*Directions*: So long as no pictures are carried over, output the records below exactly.

*Provided entries*:

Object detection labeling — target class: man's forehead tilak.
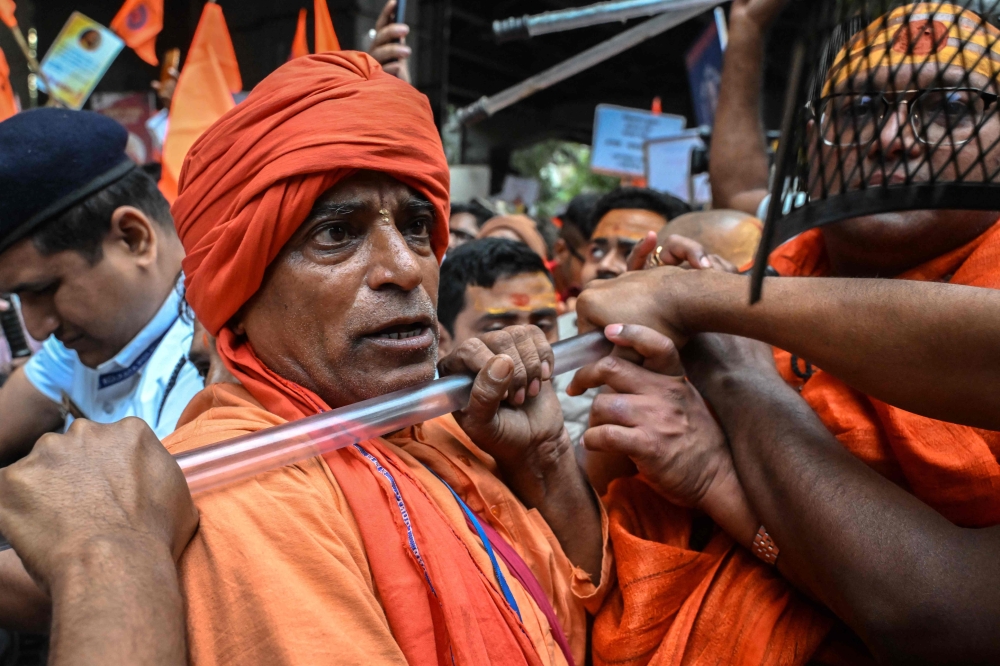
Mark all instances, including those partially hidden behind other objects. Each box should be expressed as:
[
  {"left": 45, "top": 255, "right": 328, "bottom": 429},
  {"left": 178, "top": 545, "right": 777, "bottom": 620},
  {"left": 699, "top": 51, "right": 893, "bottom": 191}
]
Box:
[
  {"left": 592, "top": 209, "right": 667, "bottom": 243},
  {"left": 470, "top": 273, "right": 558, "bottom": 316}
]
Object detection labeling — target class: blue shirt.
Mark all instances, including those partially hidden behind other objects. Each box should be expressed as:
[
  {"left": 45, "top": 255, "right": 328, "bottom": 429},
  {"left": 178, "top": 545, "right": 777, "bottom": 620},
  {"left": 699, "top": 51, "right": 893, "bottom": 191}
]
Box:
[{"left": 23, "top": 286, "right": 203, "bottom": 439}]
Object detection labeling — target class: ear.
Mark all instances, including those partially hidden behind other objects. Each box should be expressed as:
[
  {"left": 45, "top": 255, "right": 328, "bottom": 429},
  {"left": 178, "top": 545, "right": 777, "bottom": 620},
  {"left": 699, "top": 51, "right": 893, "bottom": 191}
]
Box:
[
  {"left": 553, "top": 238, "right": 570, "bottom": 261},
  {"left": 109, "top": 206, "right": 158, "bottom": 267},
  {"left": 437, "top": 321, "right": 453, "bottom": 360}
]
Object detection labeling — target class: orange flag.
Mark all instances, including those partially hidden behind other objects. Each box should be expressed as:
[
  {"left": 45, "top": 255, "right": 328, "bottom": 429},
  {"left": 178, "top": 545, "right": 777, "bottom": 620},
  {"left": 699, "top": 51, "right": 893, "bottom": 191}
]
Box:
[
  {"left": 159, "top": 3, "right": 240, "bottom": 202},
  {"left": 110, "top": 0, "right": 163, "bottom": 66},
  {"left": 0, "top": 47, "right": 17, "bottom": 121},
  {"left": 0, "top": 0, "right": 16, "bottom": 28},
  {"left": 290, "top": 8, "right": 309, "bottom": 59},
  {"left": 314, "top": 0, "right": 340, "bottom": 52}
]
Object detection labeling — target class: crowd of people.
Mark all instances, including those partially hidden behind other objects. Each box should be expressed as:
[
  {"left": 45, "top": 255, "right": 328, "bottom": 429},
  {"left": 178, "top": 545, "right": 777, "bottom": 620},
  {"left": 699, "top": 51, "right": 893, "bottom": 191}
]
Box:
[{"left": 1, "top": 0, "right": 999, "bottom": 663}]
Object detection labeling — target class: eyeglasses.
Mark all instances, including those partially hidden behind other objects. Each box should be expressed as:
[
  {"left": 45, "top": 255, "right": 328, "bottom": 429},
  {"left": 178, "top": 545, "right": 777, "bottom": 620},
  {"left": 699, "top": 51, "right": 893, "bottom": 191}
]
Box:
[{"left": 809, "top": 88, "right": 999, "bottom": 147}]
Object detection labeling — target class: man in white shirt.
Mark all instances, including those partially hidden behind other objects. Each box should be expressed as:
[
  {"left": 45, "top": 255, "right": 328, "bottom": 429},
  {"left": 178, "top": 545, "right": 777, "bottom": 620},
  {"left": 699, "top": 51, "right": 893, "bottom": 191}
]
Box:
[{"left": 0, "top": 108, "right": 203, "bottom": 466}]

*Completed exercise*:
Object detection labeling — target class: man's forehead tilak.
Mark all instances, including those partially hidden behind other objects. Each box should be expressed as:
[
  {"left": 45, "top": 255, "right": 328, "bottom": 429},
  {"left": 178, "top": 545, "right": 777, "bottom": 620},
  {"left": 699, "top": 51, "right": 893, "bottom": 191}
]
Box:
[
  {"left": 592, "top": 209, "right": 667, "bottom": 243},
  {"left": 470, "top": 273, "right": 558, "bottom": 316}
]
Object detection labeling — target class: blue shirt.
Mark all instances, including those partially hidden behind other objects. Each box should be expressed as:
[
  {"left": 45, "top": 255, "right": 328, "bottom": 429},
  {"left": 178, "top": 545, "right": 777, "bottom": 620},
  {"left": 699, "top": 51, "right": 893, "bottom": 191}
]
Box:
[{"left": 23, "top": 286, "right": 203, "bottom": 439}]
Object detection labeling — target class: ear.
Mark all instances, including those partially hidden behind other objects. Each box should be expressed as:
[
  {"left": 45, "top": 255, "right": 328, "bottom": 429},
  {"left": 178, "top": 545, "right": 777, "bottom": 620},
  {"left": 699, "top": 51, "right": 893, "bottom": 191}
]
Box:
[
  {"left": 553, "top": 238, "right": 570, "bottom": 261},
  {"left": 109, "top": 206, "right": 158, "bottom": 267},
  {"left": 437, "top": 321, "right": 453, "bottom": 360}
]
Object detection labeling — target class: orange flag.
Mark all instances, including those partially hidden behind other objects. Each box should be expressed as:
[
  {"left": 45, "top": 255, "right": 328, "bottom": 429},
  {"left": 178, "top": 545, "right": 777, "bottom": 620},
  {"left": 699, "top": 51, "right": 893, "bottom": 191}
]
Box:
[
  {"left": 159, "top": 3, "right": 240, "bottom": 202},
  {"left": 110, "top": 0, "right": 163, "bottom": 66},
  {"left": 0, "top": 47, "right": 17, "bottom": 121},
  {"left": 0, "top": 0, "right": 16, "bottom": 28},
  {"left": 290, "top": 8, "right": 309, "bottom": 59},
  {"left": 314, "top": 0, "right": 340, "bottom": 52}
]
Object detection labeling — target class: crowd of people.
Mark all instances, including those partially hidden behind other objects. Each box should be expressed as:
[
  {"left": 45, "top": 255, "right": 328, "bottom": 429},
  {"left": 178, "top": 545, "right": 777, "bottom": 620},
  {"left": 699, "top": 51, "right": 893, "bottom": 191}
]
Box:
[{"left": 1, "top": 0, "right": 999, "bottom": 663}]
Object detection labeling — target class: eyeglasses.
Mark all instances, including those partially hidden behind other objects. Each box should be expressed as:
[
  {"left": 45, "top": 255, "right": 328, "bottom": 429},
  {"left": 178, "top": 545, "right": 777, "bottom": 620},
  {"left": 699, "top": 51, "right": 893, "bottom": 191}
]
Box:
[{"left": 809, "top": 88, "right": 999, "bottom": 147}]
Object detection labeling — target class: man in white shirt.
Mark all instances, including those partially hidden behind other objects. Each box should be expressed as:
[
  {"left": 45, "top": 255, "right": 328, "bottom": 429},
  {"left": 178, "top": 545, "right": 777, "bottom": 620},
  {"left": 699, "top": 51, "right": 893, "bottom": 191}
]
Box:
[{"left": 0, "top": 108, "right": 203, "bottom": 466}]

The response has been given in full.